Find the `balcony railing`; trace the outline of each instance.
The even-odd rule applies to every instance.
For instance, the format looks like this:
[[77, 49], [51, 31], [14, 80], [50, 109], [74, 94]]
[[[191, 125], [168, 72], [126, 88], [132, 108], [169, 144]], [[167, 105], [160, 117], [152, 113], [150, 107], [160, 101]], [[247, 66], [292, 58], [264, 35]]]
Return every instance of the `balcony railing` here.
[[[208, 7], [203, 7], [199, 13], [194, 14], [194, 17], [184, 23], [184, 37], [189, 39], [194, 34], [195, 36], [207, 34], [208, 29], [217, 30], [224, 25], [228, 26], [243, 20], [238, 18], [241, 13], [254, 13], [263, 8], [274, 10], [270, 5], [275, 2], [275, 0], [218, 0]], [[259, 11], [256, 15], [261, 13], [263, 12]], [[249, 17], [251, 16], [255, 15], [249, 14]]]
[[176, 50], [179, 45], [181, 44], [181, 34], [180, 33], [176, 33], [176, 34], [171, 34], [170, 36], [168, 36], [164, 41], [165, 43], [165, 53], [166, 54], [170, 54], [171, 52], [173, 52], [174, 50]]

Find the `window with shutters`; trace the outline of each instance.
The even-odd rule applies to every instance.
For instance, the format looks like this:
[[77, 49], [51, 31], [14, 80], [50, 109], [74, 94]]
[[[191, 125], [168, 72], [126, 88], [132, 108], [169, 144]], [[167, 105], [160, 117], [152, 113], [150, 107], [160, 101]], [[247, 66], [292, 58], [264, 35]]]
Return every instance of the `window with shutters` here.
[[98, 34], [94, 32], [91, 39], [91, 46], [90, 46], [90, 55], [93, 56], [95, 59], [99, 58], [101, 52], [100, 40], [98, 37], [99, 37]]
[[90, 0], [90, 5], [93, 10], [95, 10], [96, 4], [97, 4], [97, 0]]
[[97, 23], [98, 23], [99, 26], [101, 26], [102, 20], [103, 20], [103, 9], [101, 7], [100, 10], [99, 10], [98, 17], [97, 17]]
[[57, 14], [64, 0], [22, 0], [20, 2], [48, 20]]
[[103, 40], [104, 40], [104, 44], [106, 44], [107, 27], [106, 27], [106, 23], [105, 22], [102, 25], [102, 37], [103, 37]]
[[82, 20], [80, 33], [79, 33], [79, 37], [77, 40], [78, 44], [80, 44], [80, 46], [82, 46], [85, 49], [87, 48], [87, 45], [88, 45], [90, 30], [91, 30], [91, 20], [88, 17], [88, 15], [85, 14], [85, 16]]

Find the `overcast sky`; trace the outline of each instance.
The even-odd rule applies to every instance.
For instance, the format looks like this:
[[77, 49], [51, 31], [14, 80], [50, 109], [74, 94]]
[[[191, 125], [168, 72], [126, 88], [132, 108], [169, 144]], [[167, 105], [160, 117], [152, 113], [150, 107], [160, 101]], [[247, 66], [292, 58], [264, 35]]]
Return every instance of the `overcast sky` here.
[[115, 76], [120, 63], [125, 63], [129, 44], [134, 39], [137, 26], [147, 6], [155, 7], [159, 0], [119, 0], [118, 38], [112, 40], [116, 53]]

Exercise details: In the records shown above, how many lines include the word "each"? Answer with the number only.

Solution for this exercise: 3